Please quote each of the rows below word for word, omitting the pictures.

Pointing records
>>>
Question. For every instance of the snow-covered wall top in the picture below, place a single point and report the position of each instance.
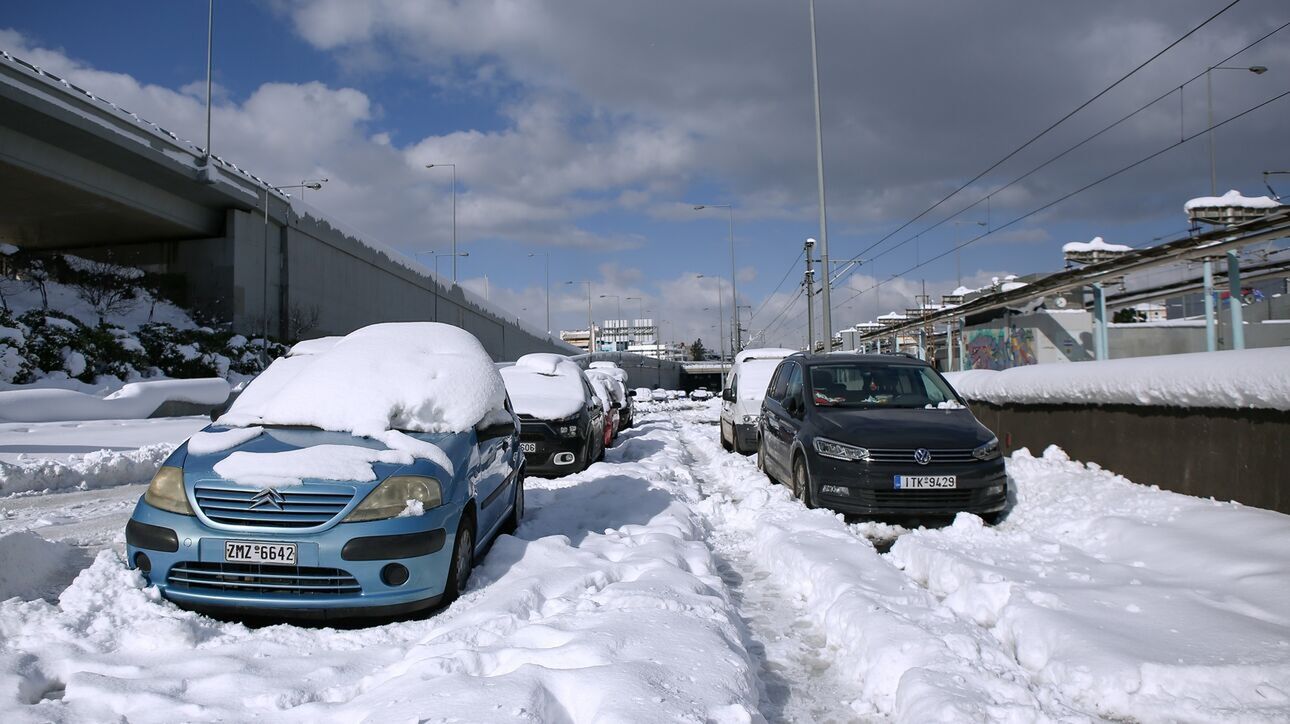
(1235, 380)
(1232, 199)
(1098, 244)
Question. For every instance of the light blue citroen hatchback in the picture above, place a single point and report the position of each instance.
(360, 480)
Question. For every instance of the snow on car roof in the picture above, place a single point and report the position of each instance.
(423, 376)
(545, 386)
(764, 354)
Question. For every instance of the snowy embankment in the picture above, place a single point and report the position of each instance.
(606, 607)
(1230, 380)
(134, 400)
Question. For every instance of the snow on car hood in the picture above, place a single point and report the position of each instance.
(425, 377)
(545, 386)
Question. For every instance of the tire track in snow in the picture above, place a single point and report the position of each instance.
(892, 640)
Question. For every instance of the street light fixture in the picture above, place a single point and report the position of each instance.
(546, 257)
(454, 213)
(591, 328)
(1209, 103)
(733, 270)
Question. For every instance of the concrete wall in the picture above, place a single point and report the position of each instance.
(1226, 454)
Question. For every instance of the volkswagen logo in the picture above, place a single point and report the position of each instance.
(267, 497)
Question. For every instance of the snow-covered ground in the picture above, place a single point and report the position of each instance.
(674, 582)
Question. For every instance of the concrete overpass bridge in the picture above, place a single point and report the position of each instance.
(83, 176)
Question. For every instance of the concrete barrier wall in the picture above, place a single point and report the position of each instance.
(1223, 453)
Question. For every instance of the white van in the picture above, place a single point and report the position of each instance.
(744, 390)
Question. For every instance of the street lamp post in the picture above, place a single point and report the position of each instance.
(1209, 103)
(591, 328)
(454, 213)
(733, 270)
(546, 257)
(959, 271)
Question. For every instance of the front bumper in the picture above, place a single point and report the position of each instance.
(861, 488)
(325, 581)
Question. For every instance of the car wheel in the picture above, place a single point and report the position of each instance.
(801, 483)
(463, 560)
(512, 523)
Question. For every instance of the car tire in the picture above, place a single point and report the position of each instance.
(463, 560)
(801, 483)
(512, 523)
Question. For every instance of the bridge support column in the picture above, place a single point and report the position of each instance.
(1233, 300)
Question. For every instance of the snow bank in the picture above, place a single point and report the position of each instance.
(1232, 380)
(134, 400)
(1232, 199)
(423, 377)
(1137, 604)
(32, 567)
(606, 607)
(545, 386)
(101, 469)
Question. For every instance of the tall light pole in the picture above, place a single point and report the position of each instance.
(591, 327)
(546, 257)
(827, 316)
(733, 270)
(314, 185)
(720, 314)
(959, 270)
(1209, 103)
(454, 213)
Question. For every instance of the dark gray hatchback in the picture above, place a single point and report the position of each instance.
(877, 434)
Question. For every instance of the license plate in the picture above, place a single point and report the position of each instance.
(925, 482)
(252, 551)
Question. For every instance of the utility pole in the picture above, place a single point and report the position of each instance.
(810, 296)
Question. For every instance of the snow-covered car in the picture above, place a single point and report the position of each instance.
(359, 480)
(743, 392)
(877, 434)
(626, 412)
(561, 421)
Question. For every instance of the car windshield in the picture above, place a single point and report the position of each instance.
(870, 385)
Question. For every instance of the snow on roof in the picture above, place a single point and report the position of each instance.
(418, 376)
(1232, 380)
(764, 354)
(1232, 199)
(545, 386)
(1097, 244)
(314, 346)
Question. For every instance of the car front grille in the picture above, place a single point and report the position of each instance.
(256, 578)
(901, 454)
(937, 501)
(301, 507)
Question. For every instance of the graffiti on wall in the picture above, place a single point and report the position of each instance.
(1001, 349)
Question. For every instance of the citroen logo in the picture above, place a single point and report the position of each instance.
(267, 497)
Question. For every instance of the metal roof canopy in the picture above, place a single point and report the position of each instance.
(1275, 225)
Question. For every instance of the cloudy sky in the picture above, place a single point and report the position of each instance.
(587, 129)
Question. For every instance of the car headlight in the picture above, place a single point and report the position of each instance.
(391, 497)
(165, 492)
(990, 451)
(840, 451)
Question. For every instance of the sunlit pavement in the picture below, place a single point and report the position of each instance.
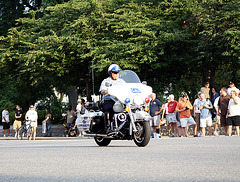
(80, 159)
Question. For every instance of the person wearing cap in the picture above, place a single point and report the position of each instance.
(232, 87)
(32, 116)
(112, 80)
(6, 121)
(204, 105)
(216, 119)
(206, 90)
(222, 109)
(196, 114)
(165, 112)
(155, 110)
(233, 113)
(172, 104)
(184, 107)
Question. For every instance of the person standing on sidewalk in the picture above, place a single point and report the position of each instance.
(233, 113)
(204, 106)
(18, 120)
(32, 116)
(48, 120)
(184, 108)
(206, 90)
(197, 114)
(6, 121)
(172, 115)
(155, 110)
(222, 108)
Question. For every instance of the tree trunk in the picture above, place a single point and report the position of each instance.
(73, 96)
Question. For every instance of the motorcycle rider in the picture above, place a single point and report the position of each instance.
(107, 100)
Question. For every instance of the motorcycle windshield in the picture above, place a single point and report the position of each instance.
(129, 76)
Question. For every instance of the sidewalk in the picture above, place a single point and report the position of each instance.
(57, 131)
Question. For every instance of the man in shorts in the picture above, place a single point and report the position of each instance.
(222, 109)
(197, 114)
(184, 108)
(216, 120)
(6, 121)
(206, 90)
(32, 116)
(155, 110)
(18, 120)
(165, 111)
(233, 112)
(204, 106)
(172, 104)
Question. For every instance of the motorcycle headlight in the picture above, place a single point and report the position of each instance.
(138, 100)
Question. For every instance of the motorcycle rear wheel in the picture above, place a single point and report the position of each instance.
(102, 141)
(143, 134)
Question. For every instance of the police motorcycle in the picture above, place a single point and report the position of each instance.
(130, 120)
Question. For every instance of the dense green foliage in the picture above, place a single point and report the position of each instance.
(174, 45)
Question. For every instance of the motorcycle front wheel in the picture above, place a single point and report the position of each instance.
(143, 134)
(102, 141)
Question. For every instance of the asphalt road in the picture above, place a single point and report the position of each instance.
(166, 159)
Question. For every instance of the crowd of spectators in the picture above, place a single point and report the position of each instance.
(210, 110)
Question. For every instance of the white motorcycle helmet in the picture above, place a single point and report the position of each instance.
(113, 68)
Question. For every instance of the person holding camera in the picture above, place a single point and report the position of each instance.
(184, 107)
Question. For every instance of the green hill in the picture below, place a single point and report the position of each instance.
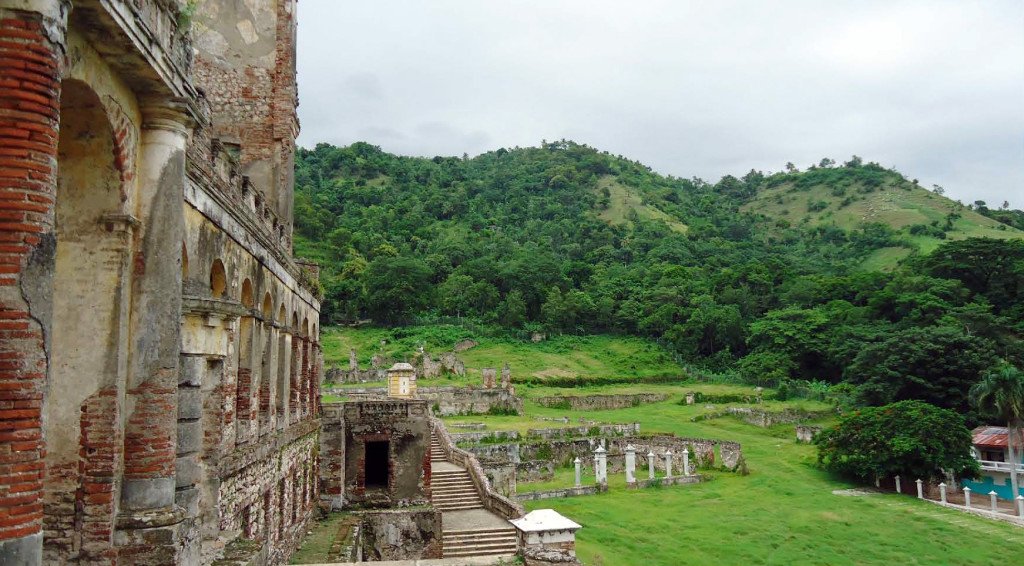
(847, 198)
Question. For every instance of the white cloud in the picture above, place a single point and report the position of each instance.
(691, 88)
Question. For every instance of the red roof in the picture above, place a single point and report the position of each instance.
(994, 437)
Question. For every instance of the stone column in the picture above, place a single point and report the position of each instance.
(631, 464)
(151, 429)
(32, 45)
<<<
EXERCISE ANSWER
Question. For every instance of the snow-covered wall top in the picture below, place a single point and report the position of each instance.
(1235, 380)
(1232, 199)
(1098, 244)
Question. For every instance of the light blue citroen hatchback in the picture above, place a single point and report the position of each instance.
(360, 480)
Question. For every instance of the snow on car roof in the picture above, place a single point and report the position of each instance.
(423, 376)
(545, 386)
(764, 354)
Question. For every instance of the snowy embankment in the picture above, place a single point and report the position of each instance.
(606, 607)
(1230, 380)
(134, 400)
Question. For every instance of the snow on car hood in the picture above, place a single point and report the position of each instance.
(425, 377)
(545, 386)
Question. For every instance of the tire track in snow in the picture above, place a single point and report the position of each instance.
(892, 640)
Question. For every instance of the street light fixture in the picture above, place a single point and report the position of each instance.
(546, 257)
(454, 213)
(591, 328)
(1209, 103)
(733, 270)
Question. For every instance of the concrete wall in the picture above, place a single point and report the position of each instance.
(1226, 454)
Question. For every instance of the volkswagen logo in the picture above, place a single point and report the position of each instance.
(267, 497)
Question. For every instance of the snow-covered ground in the picture above, place a single point and report the position of each instance.
(674, 582)
Question. For every instance of the concrete overpass bridge in the picture above, place a single point and report the position of each instance.
(83, 176)
Question. For every instance of the concrete barrier wall in the picture above, place a single point and report the position of each instance.
(1223, 453)
Question. For every instance of the white van in the picture above, place a single point and report the position of each instance.
(744, 390)
Question. For every instance of the street lamp post in the picture above, place a single point and report the position of each instance.
(1209, 103)
(591, 328)
(454, 213)
(733, 270)
(546, 257)
(959, 271)
Question. For every instance of the front bumper in the picture above, place a single point and report the position of each instance.
(861, 488)
(325, 581)
Question. For every instance of the car wheel in the picture above, place a single point and report the position of each instance.
(801, 483)
(463, 560)
(512, 523)
Question. For every instance of the car tire in the picture above, place a single point and report the position of each instance.
(463, 560)
(801, 483)
(512, 523)
Question. For every instance of the bridge support column in the picture above, place a single point and report the position of each instance.
(1233, 300)
Question. For every instance of the snow bank in the picture above, place a single point and report the position of each instance.
(1232, 380)
(134, 400)
(1232, 199)
(423, 377)
(1137, 604)
(32, 567)
(606, 607)
(545, 386)
(101, 469)
Question. For every instance of the tall light pole in the picture above, place a single point and report the position of each instance.
(591, 327)
(546, 257)
(827, 316)
(733, 270)
(314, 185)
(720, 314)
(959, 270)
(1209, 103)
(454, 213)
Question. For every instance of the dark gray hatchback in the picture above, place a single point and report the position of each instance.
(877, 434)
Question. For every instance of the license plate in the picture above, place a single point and report the position of each instance.
(925, 482)
(252, 551)
Question. For every instance of the utility pole in the picture above, place a single point and report the position of each instance.
(810, 296)
Question. For every instance of the snow-covered car in the picture above, place a single point and report the position of each instance.
(359, 480)
(743, 392)
(877, 434)
(626, 412)
(561, 421)
Question. For every instance of the car windshield in the picture above, place a single point and report the position of each instance.
(870, 385)
Question. For every instance of the snow on roof in the picture above, place a single point and report the position of each instance.
(418, 376)
(1232, 380)
(764, 354)
(1232, 199)
(545, 386)
(1097, 244)
(314, 346)
Question. For every instance of the car front grille in the picture above, place a single point and report the position of each instance.
(256, 578)
(901, 454)
(937, 501)
(301, 507)
Question. For every instance of the graffiti on wall in the picture above, place a single point and report the position of each instance.
(1001, 349)
Question. For every instance of the citroen logo in the picture above, place a single point and report the position of each instance.
(267, 497)
Question. For every instance of the metal roof canopy in the picture above, place a single point and report the position of each instance.
(1275, 225)
Question. For every instance of the cloudy sky in the picture above, place a single point and report the position of each instance.
(587, 129)
Question. For every instance of the car headlight in the picture above, place a single point and report the position of each instance.
(391, 497)
(165, 492)
(990, 451)
(840, 451)
Question. For every instance of the sunlit pavement in the picture below, place a single point and report the position of each instance.
(80, 159)
Question. For every instance of the person wearing cap in the picture above, place a single point and report the position of each instance.
(232, 87)
(32, 116)
(112, 80)
(6, 121)
(204, 105)
(216, 119)
(206, 90)
(222, 109)
(196, 114)
(165, 112)
(155, 110)
(233, 113)
(172, 104)
(184, 107)
Question. For every instance of the person standing on sidewalk in the picture above, place a single point and report the position of each instance.
(233, 113)
(204, 106)
(18, 120)
(32, 116)
(48, 120)
(184, 108)
(206, 90)
(197, 114)
(6, 121)
(172, 115)
(155, 110)
(222, 108)
Question. For every instance of the tree trunk in the picture above, place a single point and report the position of each instance.
(73, 96)
Question. For every instance of the motorcycle rider in the picture above, place a single point and report the position of each instance.
(107, 100)
Question. For every instance of the motorcycle windshield in the picture above, place a single point and report the position of each instance.
(129, 76)
Question. For every instance of the sidewalk in the picture above, place a single point and report the position of each instance.
(57, 131)
Question. For every instance of the man in shorts in the picture above, place a single point and report the position of each instance.
(222, 109)
(197, 114)
(184, 108)
(216, 120)
(6, 121)
(206, 90)
(32, 116)
(155, 110)
(18, 120)
(165, 111)
(233, 112)
(204, 106)
(172, 104)
Question. For every instance of the motorcycle headlight in the picture above, place a single point and report the position of each instance.
(138, 100)
Question. For every instance of the motorcycle rear wheel in the picture above, place a single point and report the position of each instance.
(102, 141)
(143, 134)
Question. For every instance of the police motorcycle in the picture above, place a single point and report the position of each instance.
(130, 120)
Question. For every instance of the dense green foliage in the picture above, place a single point and report the position of each instance.
(174, 45)
Question. For every instance of the motorcycle front wheel in the picture above, place a single point and report the position of each instance.
(143, 134)
(102, 141)
Question. For every instance of the asphalt road in the picture above, place a single point and report the position of each instance.
(166, 159)
Question. For every instance of the crowd of spectators in the picture above, place a single point and report the position of each instance.
(210, 110)
Question. For every instance of the white motorcycle helmet in the picture above, place a single point and report the position of each instance.
(113, 68)
Question. For every instance of the person holding camera in the picture above, place a single point and report the position of each instance.
(184, 107)
Question. For every instance of the green hill in the picture below, place a single point and report the position of each instance.
(847, 198)
Question. For every instance of the white cloud in the picture above, place a single point and report the position of each instance.
(691, 88)
Question. For every instance of the red roof in the picture above, place a single point and report the position of each instance.
(994, 437)
Question. For every instance of the stone column in the picture above, place a single point and report the position of each instance.
(631, 464)
(151, 429)
(32, 45)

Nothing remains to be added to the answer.